Text block
There's just one problem. Saddam isn't cooperating. Despite the Bush
administration's repeated vows to remove the Iraqi dictator, and despite the
"battle plans" slathered across the pages of The New York Times in recent
weeks, no one in Washington knows how to get him out. Bush keeps demanding
that U.S. military planners give him more options, but they have delivered
nothing but staff college exercises-and "second rate" stuff at that, says a
military source who has seen it. The brass are understandably reluctant to
send insufficient troops into a battlefield as challenging as Iraq. But more
than that, they can't possibly plan an invasion until the political leaders
tell them a few basic things like where the soldiers can be based and which
countries will permit overflights. And those questions are easy next to the
real monster: what happens after Saddam is out?

Written task A
List each distinct name of a person, place, or publication that appears in the passage about removing Saddam, giving each name once.
Written task B
Copy out the stretch of the passage about removing Saddam from "There's just one" through "Saddam is out?", word for word.

Dataset content
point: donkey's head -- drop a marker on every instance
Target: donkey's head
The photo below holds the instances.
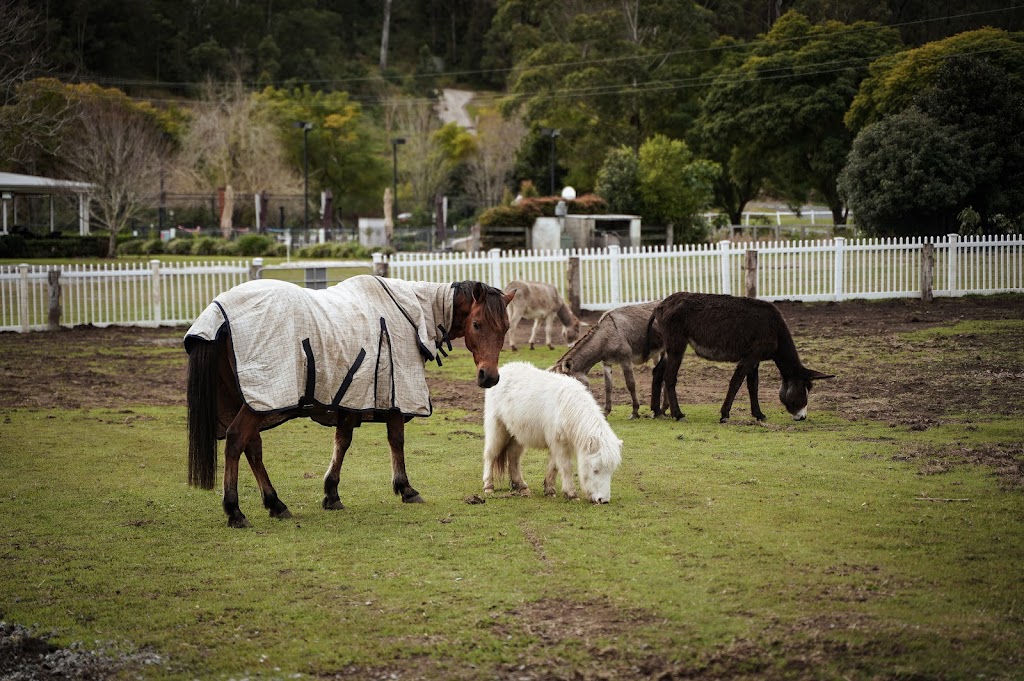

Written solution A
Saddam
Bush
The New York Times
Washington
U.S.
Iraq

Written solution B
There's just one problem. Saddam isn't cooperating. Despite the Bush
administration's repeated vows to remove the Iraqi dictator, and despite the
"battle plans" slathered across the pages of The New York Times in recent
weeks, no one in Washington knows how to get him out. Bush keeps demanding
that U.S. military planners give him more options, but they have delivered
nothing but staff college exercises-and "second rate" stuff at that, says a
military source who has seen it. The brass are understandably reluctant to
send insufficient troops into a battlefield as challenging as Iraq. But more
than that, they can't possibly plan an invasion until the political leaders
tell them a few basic things like where the soldiers can be based and which
countries will permit overflights. And those questions are easy next to the
real monster: what happens after Saddam is out?